§ INSTRUCTIONS:
A - From the blog post on dimensional data models, reproduce the passage that opens with the words containing "Now of course" and closes with "the star schema?".
B - Answer these questions using the blog post on dimensional data models.
(i) In which country is the client the author is about to visit?
(ii) What reporting tool does the client currently use?
(iii) What does the author usually consider the ODS to be?

>> start SELECTED TEXT

Is A Dimensional Model Suitable For All Types Of Reporting (Even Operational)?

June 15th, 2005 by Mark Rittman

Next week I’m off to see a client in Ireland, who’s using us to help put
together the design for their data warehouse. They’re looking to use tools such
as Business Objects, Discoverer and so forth, there’s a certain element of OLAP-style
decision support reporting required, but the vast bulk of the reporting they’re
going to need to do is simple, tabular reporting. Their current tool is Cognos
Impromptu, running against a normalised set of OLTP-style tables, and they want
the warehouse to take the load off of their existing systems and satisfy all of
their reporting needs, both operational and analytic/forecasting.

The question is, should the warehouse I put together for them be dimensional
in design? Or should it be a normalised, "Inmon"-style warehouse? Now normally,
I would stick to my guns when putting a dimensional data warehouse together, as
I’m of the opinion that even though the warehouse is designed around facts and
dimensions, it can still meet all reporting needs - there’s not something
special about dimensional designs that leave them unable to meet certain types
of operational reporting requirements. Sure, you’ve got denormalized data, and you might
need to set up a new fact table to provide a new set of reports where the data
doesn’t currently exist, but if you’re building a reporting system, regardless
of whether most of the reports are operational (and not OLAP, or crosstabs) - a
dimensional data model will still fit the bill. Or does it?

Now of course you could say that the operational reporting could be met from
the ODS. Certainly if the warehouse was only loaded weekly, and the ODS was
loaded daily or more frequently, I’d agree with you. But if the ODS (which I
usually consider as being the data integration layer, not the reporting layer)
is as up-to-date as the dimensional star schemas fed from it, why not do the
reporting off of the star schema?

>> end SELECTED TEXT
>> start INFORMATION GIVEN

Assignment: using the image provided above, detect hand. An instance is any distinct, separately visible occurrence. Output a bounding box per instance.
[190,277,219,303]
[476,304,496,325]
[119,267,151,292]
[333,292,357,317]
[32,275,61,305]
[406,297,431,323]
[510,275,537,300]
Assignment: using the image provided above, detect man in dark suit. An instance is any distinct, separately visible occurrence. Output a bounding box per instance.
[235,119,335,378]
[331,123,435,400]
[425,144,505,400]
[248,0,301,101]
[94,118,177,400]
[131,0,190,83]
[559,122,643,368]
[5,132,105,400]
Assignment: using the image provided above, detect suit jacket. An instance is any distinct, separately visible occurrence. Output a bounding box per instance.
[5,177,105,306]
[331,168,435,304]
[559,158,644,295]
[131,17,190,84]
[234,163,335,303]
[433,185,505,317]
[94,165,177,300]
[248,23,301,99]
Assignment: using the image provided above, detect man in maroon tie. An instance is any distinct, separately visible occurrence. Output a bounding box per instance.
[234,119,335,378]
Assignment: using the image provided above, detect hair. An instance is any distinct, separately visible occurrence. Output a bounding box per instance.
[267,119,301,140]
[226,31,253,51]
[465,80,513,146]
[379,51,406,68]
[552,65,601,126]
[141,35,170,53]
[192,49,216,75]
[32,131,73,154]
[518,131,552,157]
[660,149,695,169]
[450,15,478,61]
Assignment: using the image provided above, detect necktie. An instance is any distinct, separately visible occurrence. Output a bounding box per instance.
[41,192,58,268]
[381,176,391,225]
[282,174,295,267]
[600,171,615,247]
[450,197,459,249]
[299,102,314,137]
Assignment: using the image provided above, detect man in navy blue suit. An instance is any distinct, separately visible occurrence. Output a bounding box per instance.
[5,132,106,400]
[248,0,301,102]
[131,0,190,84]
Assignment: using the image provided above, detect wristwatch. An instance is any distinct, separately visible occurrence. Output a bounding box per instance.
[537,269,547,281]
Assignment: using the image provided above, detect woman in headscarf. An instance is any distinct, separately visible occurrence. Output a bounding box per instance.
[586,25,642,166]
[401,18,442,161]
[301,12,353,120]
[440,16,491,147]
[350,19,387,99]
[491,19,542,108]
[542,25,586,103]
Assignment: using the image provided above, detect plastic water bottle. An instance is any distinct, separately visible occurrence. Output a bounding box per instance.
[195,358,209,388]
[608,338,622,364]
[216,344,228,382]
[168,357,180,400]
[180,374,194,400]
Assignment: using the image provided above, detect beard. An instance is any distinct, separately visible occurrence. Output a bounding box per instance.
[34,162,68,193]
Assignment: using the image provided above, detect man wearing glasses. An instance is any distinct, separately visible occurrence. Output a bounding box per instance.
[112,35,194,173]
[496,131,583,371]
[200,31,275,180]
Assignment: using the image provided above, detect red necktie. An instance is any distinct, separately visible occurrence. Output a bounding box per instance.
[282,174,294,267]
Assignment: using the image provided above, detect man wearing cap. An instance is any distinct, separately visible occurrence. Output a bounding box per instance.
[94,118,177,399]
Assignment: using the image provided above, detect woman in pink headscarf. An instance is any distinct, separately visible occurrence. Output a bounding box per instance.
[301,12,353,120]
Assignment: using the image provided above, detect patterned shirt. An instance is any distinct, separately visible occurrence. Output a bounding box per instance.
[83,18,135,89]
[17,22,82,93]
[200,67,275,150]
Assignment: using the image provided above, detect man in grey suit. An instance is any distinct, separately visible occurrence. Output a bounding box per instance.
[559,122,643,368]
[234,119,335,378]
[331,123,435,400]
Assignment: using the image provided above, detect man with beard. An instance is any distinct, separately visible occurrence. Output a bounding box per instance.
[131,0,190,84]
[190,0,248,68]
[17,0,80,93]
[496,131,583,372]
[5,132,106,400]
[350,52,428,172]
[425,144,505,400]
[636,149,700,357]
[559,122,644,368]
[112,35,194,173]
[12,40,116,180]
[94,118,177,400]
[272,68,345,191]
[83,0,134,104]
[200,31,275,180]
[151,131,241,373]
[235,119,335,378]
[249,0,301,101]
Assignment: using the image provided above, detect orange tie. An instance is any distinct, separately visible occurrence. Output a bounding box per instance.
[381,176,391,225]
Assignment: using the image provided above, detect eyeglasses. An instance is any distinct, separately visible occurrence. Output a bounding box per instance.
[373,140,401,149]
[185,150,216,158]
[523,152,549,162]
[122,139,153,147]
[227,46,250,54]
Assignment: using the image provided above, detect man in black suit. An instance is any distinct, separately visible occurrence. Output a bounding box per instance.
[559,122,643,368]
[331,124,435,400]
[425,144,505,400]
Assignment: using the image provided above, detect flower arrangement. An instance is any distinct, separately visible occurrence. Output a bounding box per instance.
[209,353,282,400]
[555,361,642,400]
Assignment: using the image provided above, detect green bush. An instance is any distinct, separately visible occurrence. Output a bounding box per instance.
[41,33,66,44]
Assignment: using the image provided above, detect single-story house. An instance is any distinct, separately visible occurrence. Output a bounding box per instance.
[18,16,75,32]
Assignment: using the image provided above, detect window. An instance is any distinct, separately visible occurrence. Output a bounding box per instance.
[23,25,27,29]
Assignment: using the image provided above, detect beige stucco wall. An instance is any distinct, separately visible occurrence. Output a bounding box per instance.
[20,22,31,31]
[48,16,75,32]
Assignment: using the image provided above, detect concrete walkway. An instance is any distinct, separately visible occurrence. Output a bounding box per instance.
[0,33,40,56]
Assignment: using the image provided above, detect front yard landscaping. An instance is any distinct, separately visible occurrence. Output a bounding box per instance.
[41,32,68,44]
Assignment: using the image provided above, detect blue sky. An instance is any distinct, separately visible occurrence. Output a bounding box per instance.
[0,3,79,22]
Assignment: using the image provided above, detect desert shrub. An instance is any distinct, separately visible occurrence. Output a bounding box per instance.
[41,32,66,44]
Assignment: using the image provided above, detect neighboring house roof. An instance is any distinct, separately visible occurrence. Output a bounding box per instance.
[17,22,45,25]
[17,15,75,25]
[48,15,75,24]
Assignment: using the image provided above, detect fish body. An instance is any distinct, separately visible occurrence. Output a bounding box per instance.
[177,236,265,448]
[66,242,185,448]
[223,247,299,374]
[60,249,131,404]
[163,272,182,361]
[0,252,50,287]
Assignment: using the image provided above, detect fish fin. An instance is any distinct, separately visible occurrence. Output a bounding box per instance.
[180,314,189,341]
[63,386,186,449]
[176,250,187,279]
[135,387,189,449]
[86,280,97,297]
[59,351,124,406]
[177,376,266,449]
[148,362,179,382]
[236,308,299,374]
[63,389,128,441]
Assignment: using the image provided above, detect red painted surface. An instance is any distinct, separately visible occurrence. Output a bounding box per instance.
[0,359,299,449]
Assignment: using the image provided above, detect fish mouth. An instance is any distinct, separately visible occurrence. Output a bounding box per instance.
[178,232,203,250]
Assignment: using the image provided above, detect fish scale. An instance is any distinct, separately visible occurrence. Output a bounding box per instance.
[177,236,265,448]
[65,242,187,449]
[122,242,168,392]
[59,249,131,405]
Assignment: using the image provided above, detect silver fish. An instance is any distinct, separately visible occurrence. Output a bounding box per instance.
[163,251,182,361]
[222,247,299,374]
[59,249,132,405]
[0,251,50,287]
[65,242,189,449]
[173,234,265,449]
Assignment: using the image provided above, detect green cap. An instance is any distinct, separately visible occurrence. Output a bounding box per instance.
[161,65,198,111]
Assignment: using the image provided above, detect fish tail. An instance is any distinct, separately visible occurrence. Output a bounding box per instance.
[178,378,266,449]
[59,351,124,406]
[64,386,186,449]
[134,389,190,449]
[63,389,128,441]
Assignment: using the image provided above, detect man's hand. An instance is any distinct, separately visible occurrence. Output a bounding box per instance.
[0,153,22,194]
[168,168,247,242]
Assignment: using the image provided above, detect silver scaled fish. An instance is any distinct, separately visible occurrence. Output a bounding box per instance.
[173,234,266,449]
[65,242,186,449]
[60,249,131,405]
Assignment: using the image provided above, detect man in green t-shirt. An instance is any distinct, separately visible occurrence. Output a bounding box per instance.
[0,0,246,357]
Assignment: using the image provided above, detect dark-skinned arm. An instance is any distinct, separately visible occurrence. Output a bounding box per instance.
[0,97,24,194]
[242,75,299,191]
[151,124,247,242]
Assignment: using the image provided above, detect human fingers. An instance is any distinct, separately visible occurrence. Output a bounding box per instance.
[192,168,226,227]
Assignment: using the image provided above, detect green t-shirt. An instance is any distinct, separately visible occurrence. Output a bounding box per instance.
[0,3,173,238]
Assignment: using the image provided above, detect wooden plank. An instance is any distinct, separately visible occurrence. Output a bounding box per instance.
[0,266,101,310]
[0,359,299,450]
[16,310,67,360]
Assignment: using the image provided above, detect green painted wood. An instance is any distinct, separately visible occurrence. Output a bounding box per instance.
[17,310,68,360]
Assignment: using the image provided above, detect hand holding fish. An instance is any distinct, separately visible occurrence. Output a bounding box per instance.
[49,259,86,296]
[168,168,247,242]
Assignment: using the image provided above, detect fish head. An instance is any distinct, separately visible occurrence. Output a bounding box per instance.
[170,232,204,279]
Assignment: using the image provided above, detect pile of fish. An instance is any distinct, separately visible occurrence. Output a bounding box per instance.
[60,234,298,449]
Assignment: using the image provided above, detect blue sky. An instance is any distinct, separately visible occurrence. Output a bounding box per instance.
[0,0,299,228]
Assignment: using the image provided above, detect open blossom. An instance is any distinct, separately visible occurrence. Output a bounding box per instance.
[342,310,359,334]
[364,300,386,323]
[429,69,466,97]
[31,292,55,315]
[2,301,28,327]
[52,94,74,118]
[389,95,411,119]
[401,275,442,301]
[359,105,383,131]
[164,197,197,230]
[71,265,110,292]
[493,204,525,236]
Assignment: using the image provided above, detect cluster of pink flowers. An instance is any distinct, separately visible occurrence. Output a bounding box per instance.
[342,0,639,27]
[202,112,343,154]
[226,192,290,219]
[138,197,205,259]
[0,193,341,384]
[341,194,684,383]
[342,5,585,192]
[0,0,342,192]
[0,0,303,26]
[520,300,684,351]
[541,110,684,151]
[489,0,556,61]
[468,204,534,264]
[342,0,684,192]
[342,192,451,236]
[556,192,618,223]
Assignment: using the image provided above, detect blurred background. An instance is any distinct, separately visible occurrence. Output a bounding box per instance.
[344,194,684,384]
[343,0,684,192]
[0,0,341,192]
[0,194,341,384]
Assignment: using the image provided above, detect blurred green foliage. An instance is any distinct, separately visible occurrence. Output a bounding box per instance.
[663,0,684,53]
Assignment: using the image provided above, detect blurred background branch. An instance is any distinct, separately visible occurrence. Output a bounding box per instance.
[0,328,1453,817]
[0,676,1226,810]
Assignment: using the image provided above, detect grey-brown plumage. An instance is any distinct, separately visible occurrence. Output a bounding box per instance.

>> end INFORMATION GIVEN

§ SOLVED TASKS:
A -
Now of course you could say that the operational reporting could be met from
the ODS. Certainly if the warehouse was only loaded weekly, and the ODS was
loaded daily or more frequently, I’d agree with you. But if the ODS (which I
usually consider as being the data integration layer, not the reporting layer)
is as up-to-date as the dimensional star schemas fed from it, why not do the
reporting off of the star schema?

B -
(i) Ireland.
(ii) Cognos Impromptu.
(iii) The data integration layer, not the reporting layer.